▸ Stated task:
Extract every line of the listing below that contains the word "road". Case counts.

▬▬▬

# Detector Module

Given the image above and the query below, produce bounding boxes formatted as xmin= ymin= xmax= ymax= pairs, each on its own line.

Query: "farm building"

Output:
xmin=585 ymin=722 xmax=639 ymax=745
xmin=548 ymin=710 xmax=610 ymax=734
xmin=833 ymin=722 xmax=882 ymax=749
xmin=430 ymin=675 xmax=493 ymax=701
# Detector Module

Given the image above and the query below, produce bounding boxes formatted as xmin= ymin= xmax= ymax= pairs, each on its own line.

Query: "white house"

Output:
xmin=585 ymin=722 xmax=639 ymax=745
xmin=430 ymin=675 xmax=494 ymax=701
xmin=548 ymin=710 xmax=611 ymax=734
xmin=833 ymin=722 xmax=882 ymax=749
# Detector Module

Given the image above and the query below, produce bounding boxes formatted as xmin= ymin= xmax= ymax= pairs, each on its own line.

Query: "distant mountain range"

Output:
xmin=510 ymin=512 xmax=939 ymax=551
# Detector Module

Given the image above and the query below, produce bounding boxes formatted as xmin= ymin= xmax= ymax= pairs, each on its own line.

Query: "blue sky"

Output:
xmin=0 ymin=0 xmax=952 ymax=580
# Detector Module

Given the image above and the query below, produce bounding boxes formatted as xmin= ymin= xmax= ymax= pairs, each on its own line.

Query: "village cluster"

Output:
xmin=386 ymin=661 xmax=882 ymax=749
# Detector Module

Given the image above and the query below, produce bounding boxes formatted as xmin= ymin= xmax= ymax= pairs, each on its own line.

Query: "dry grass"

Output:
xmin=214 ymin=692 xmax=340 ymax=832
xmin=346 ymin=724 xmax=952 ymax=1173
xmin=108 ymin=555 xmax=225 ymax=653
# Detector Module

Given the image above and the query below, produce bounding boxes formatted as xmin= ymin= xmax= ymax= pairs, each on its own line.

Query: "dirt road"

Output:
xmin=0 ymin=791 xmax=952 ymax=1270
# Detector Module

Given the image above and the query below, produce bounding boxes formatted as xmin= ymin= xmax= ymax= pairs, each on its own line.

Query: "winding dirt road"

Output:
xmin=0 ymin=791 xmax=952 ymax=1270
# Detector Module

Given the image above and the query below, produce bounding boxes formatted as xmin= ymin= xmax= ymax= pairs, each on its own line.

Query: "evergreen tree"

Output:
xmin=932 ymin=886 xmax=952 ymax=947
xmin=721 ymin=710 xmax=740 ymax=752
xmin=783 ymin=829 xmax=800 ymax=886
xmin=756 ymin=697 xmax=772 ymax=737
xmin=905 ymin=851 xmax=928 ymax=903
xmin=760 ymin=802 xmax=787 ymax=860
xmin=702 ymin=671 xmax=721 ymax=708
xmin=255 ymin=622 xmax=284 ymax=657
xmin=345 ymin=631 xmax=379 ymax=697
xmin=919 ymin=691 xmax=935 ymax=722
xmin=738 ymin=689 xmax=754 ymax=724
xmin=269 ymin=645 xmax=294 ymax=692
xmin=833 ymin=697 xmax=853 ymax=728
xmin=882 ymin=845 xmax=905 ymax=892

▬▬▬

▸ Worked solution:
Query: "dirt road"
Query: "winding dirt road"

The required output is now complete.